Requirement: Copy out the material from its beginning through the line containing "304, 129, 414, 274", requests included, and leave out the pictures. Multiply each bounding-box coordinate in the answers by 0.85 and round to whole numbers, with halves rounded up, but keep the numbers in the requests and their sample results unchanged.

Task inputs start

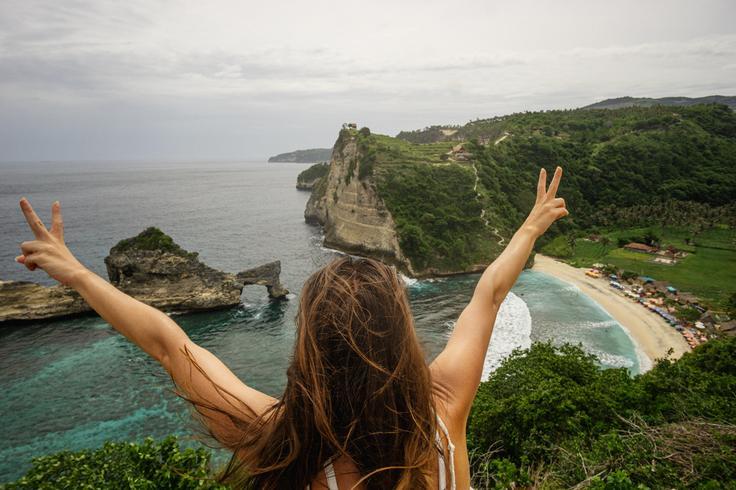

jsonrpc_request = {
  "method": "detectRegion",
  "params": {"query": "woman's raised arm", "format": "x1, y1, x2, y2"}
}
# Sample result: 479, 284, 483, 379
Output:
16, 199, 276, 444
430, 167, 569, 420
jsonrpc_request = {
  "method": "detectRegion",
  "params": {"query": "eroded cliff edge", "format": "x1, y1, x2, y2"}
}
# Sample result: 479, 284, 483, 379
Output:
0, 227, 289, 322
304, 129, 414, 274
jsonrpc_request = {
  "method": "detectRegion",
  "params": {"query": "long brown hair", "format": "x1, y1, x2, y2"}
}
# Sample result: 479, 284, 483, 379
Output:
191, 257, 438, 490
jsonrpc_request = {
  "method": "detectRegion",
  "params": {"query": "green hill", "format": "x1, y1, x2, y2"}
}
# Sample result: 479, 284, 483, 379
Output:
315, 104, 736, 303
583, 95, 736, 110
268, 148, 332, 163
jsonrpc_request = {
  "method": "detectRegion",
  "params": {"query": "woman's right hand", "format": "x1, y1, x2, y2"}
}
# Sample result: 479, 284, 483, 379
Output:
15, 198, 87, 286
522, 167, 570, 237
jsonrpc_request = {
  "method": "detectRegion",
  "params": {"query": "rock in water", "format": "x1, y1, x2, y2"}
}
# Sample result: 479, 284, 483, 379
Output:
235, 260, 289, 299
105, 227, 288, 312
0, 227, 289, 322
0, 281, 90, 322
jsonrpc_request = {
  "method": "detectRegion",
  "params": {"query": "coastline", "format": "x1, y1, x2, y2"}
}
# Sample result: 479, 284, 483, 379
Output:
532, 254, 690, 372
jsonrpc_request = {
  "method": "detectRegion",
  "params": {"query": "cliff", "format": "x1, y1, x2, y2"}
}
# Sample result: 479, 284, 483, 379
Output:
304, 104, 736, 276
0, 228, 289, 322
304, 128, 498, 277
0, 281, 91, 322
304, 129, 411, 270
296, 163, 332, 191
268, 148, 332, 163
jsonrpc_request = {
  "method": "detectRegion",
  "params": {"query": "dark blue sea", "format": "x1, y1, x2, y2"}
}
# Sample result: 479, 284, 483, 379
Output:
0, 161, 639, 483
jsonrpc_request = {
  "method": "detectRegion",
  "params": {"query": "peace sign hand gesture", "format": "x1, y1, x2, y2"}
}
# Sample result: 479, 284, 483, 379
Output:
524, 167, 570, 237
15, 198, 87, 286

Task inputs end

Correct answer:
jsonrpc_request = {
  "method": "detectRegion",
  "params": {"query": "woman's raised arm", "format": "x1, y1, x2, y2"}
}
# Sample result: 479, 284, 483, 379
Output:
14, 169, 235, 377
366, 142, 484, 357
jsonrpc_request = {
  "method": "detectRegion",
  "params": {"query": "eroded cliff edge", "format": "x1, y1, x2, y2"}
}
# Sample result: 479, 284, 483, 379
Output:
0, 193, 246, 274
258, 110, 352, 233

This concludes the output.